What to work on – Please copy all of the data below line for line, changing nothing.

Listing –
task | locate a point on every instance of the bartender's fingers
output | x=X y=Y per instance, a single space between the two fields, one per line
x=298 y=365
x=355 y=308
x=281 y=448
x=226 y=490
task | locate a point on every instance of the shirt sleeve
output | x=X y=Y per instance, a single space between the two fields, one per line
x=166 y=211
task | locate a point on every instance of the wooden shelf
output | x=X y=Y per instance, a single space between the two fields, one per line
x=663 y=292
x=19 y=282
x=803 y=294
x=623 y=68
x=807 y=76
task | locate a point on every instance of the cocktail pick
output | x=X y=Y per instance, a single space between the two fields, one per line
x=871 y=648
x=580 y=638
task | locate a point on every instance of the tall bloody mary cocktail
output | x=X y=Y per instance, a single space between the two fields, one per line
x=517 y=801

Task answer –
task | locate a point on every instance of the bartender's fingers
output | x=X y=Y per instance, a single space between the two fields, one per line
x=298 y=365
x=355 y=308
x=281 y=448
x=226 y=490
task | locate a point on every instance of the shirt sleeve
output | x=X y=Y per instance, a single space between the two fields, one per line
x=166 y=211
task | locate a point on every instance of the wooden shelf
output | x=X y=Y per instance, a single space between the two fields, one per line
x=663 y=292
x=19 y=282
x=803 y=294
x=623 y=68
x=807 y=76
task | locate a point on every instance of the cocktail pick
output | x=X y=Y per instance, a single space between the two fields, one per line
x=871 y=648
x=580 y=638
task | locate a point on every instance of the tall bloody mary cocktail
output | x=X y=Y per instance, a single space between the two fields, one per line
x=517 y=801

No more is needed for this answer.